### WRITTEN INSTRUCTION 1
Based on the case analysis:
(a) In what year was Microsoft founded?
(b) What share of the smartphone OS market did Microsoft's Windows Phone operating system account for?
(c) What percentage of the world OS market does Android control?

### SELECTION
· · · ·

Case Analysis 1
The last few weeks have been marked by much excitement when Samsung announced it would be releasing its Samsung Galaxy 8, which is lauded to be the most attractive smartphone so far. Not to be left behind, Samsung’s chief competitor, Apple, is also poised to release its iPhone 8 around the same time. The above scenario is replicated in every industry today, as companies strive to outperform their rivals with products that feature the latest technologies. Businesses move to newer technologies to create higher profit margins since older technologies tend to depreciate over time. For example, an iPhone 6 would cost much cheaper compared to the newer more advanced iPhone 7. However, as companies pursue the newest technologies to impress their high-end market, they tend to ignore the lower-end customers and the mass market. Neglecting the low-end market presents a major threat to established technology companies: competition caused by the entrance of new companies to address the needs of this market segment. This paper examines the factors that make emerging companies take over markets that were previously dominated by more established competitors. The case study of the Microsoft operating system (MSOS) versus Apple (iOS) and Google Android system will be used to elaborate on the factors. Between 1980 and 2012, Microsoft dominated the personal computer software market. However, as from 2013, Microsoft witnessed a diminished control of the said market, owing to the increased use of iOS and Android in tablets. At the same time, it is crucial to note that tablets can perform the same tasks, if not more, just like personal computers. As well, the case study of how Samsung has overtaken Apple in the US smartphone market will also be used.
Background and History of the Concept
Microsoft is a giant computer software manufacturer that was founded in 1975 by Bill Gates and Paul Allen. For nearly 30 years, the company dominated the market for desktop operating systems. MS operating system, popularly known as Windows, remains the most commonly used OS for personal computers. Between 1980 and 2012, no serious rivals were available in the operating systems market. This situation granted Microsoft a monopoly. Some of the competitors included Linux, UNIX, and Mac OS. Hill, Jones, and Schilling (2014) state that Microsoft’s control of the market stood well over 85 percent throughout the three decades. Further, a network of developers who created products that were compatible with MS Windows solidified the company’s dominance over the market. Unknown to Microsoft, the emerging smartphone operating system would threaten the software company’s position as the dominant OS business.
Smartphones became popular toward the end of the last decade. By 2012, the mobile phone market was flooded with different types of smartphones operating on Android, iOS, or Blackberry (Dignan, 2013). Collectively, these three platforms controlled 90 percent of the Android operating system by the end of 2015. While Microsoft also joined the smartphone business, its operating system (for Windows Phone) accounted for only 3 percent of the smartphone OS market. At first, Microsoft did not face a direct threat from the growing smartphone market since the company’s dominance was in the world of personal computers. However, the smartphone OS was successfully integrated into tablets. At the same time, the same tablets gained increased usability to the extent that they could perform the same functions as personal computers. Presently, Android has overtaken Microsoft as the most popular OS. Android controls 37.93 percent of the world OS market, with a 0.02 percent lead over Microsoft’s 37.91 percent (Hills et al., 2014). While this margin may seem small, it is important to note that Android controlled only about 2 percent of the OS market in 2012. Android is fast replacing windows as the preferred OS for personal phones and computers.

· · · ·

### EXERCISE DATA

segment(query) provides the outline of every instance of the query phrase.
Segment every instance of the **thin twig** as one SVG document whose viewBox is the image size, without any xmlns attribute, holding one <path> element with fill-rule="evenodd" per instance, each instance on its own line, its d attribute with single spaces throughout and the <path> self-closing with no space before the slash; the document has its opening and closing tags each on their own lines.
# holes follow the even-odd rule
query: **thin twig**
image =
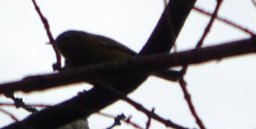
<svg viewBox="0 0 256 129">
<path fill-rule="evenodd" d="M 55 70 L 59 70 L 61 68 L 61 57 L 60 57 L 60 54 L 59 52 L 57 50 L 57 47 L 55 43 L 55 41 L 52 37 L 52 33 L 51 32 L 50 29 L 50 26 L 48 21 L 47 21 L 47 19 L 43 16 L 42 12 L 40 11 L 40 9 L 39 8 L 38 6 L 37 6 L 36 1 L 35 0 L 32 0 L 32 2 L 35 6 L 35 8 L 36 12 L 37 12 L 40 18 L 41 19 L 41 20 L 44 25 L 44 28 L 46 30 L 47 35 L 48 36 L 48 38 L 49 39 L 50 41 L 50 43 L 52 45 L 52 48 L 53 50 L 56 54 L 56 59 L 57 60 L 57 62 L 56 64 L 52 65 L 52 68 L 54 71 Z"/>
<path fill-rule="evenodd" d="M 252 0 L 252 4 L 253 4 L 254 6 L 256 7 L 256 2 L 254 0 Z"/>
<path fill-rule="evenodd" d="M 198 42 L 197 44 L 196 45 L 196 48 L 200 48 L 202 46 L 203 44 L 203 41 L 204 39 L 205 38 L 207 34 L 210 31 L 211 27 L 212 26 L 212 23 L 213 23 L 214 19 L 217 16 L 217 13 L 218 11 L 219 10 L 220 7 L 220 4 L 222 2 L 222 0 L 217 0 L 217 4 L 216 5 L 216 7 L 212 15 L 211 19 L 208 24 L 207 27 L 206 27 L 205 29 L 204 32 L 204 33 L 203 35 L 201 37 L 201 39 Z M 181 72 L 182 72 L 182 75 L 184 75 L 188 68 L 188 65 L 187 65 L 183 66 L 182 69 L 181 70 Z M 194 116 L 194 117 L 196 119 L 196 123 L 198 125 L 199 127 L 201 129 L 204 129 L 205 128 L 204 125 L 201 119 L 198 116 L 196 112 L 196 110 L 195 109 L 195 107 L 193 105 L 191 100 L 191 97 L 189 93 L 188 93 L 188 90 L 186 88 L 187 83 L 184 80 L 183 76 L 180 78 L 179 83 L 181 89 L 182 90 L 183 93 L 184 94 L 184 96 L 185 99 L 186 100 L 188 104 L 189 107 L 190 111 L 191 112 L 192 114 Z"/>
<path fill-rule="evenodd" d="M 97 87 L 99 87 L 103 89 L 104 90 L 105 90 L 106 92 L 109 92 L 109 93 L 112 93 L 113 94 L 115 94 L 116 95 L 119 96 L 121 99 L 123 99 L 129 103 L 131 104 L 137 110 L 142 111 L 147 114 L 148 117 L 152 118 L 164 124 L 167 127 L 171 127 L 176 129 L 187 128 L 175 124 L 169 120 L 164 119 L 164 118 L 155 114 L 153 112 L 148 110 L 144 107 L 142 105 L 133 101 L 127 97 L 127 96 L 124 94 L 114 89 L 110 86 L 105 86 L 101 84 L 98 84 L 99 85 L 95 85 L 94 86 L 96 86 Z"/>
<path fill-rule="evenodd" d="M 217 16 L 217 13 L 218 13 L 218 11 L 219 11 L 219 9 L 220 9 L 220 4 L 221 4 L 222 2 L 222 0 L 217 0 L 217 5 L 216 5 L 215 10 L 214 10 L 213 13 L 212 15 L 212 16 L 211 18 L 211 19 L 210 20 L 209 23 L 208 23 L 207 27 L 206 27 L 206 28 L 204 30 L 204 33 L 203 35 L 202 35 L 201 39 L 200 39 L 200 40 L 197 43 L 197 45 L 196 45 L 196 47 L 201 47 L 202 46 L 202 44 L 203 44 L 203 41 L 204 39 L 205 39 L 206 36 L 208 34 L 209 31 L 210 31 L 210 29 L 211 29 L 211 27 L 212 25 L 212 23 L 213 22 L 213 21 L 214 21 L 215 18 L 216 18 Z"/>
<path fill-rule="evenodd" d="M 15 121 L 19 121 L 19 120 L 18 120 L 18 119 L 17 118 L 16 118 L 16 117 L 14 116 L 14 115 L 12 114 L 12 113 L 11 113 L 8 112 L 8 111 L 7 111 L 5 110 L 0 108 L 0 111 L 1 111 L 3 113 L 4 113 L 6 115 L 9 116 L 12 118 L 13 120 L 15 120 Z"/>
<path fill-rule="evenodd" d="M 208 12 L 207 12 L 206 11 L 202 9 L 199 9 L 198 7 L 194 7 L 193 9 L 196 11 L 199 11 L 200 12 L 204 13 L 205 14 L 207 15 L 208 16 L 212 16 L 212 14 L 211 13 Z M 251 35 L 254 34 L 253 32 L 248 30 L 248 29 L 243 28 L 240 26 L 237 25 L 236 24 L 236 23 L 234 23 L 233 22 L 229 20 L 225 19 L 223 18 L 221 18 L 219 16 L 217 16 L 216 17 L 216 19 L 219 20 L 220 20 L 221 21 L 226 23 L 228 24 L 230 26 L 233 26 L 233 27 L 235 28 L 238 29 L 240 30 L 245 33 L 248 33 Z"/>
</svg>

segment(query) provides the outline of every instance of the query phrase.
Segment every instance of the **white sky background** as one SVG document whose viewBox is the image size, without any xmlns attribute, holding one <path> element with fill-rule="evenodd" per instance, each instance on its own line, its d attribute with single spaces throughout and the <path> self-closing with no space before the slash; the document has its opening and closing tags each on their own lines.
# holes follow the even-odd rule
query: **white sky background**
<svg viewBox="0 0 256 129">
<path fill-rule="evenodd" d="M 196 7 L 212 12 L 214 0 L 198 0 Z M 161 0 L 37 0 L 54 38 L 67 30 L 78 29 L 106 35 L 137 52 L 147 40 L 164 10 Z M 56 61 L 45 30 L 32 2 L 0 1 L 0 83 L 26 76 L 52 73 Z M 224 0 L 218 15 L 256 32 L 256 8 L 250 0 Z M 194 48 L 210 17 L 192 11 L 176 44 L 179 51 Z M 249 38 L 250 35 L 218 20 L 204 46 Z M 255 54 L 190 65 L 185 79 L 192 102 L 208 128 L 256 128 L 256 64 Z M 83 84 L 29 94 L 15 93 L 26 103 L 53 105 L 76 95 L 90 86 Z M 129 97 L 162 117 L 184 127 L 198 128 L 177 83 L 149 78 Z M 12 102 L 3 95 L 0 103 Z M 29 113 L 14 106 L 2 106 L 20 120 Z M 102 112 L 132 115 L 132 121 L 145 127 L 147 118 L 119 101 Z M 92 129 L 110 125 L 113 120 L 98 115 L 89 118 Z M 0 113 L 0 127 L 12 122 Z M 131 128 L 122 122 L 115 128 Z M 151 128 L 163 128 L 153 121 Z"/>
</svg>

· · · ·

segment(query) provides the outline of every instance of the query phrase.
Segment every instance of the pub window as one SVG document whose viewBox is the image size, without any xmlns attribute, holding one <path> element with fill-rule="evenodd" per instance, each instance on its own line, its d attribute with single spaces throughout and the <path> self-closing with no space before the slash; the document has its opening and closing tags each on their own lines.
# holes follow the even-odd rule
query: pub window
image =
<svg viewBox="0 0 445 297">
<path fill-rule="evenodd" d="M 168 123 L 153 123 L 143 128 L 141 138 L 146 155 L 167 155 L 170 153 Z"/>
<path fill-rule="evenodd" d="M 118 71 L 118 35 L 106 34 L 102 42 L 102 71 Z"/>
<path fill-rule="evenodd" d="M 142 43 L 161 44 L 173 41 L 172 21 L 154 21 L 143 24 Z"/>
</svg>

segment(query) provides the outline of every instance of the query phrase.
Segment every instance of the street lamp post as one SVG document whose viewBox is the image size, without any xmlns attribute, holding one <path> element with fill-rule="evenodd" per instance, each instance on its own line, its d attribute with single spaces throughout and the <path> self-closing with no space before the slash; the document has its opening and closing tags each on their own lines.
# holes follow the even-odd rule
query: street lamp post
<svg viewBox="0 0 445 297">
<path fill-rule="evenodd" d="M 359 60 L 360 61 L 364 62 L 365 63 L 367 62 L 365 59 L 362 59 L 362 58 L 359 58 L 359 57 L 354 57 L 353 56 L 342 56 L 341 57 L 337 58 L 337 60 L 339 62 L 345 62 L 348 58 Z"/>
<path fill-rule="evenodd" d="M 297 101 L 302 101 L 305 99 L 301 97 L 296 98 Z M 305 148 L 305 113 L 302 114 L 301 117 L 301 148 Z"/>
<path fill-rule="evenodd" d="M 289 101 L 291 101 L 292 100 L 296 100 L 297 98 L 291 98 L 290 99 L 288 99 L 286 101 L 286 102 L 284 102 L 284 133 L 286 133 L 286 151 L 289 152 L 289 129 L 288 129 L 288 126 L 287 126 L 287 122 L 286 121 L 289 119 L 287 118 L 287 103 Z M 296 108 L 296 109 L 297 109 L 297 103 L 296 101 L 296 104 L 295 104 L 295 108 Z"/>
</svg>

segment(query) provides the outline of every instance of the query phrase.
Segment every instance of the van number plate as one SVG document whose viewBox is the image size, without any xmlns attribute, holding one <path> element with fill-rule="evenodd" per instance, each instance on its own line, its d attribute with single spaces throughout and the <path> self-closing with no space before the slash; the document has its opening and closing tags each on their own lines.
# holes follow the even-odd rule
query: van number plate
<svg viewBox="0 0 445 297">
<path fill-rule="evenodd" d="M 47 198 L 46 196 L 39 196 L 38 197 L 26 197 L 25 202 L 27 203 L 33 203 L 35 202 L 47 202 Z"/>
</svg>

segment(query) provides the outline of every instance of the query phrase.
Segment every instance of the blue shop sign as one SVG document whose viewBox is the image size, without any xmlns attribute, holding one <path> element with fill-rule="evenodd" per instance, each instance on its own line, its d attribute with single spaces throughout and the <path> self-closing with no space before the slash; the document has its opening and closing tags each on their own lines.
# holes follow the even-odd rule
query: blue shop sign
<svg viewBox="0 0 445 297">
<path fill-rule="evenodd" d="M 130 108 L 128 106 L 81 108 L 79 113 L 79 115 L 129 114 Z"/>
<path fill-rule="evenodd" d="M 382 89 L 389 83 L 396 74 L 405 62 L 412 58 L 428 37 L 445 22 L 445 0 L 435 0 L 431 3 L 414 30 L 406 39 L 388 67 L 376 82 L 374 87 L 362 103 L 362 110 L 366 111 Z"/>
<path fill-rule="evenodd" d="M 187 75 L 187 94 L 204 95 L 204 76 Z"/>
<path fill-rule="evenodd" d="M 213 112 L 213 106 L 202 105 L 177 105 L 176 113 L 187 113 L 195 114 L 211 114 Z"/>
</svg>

· · · ·

### WRITTEN INSTRUCTION 2
Which lines in the rows above contain the word "lamp"? Gather each one and copy it in full.

### TASK RESPONSE 1
(a) 1975
(b) 3 percent
(c) 37.93 percent

### TASK RESPONSE 2
Segment every instance of the street lamp post as one SVG document whose viewBox is the image size, without any xmlns attribute, holding one <path> element with fill-rule="evenodd" per instance, each instance on its own line, its d attribute with single spaces throughout and the <path> self-closing with no space before the slash; the document has its opening and closing tags each on their own lines.
query: street lamp post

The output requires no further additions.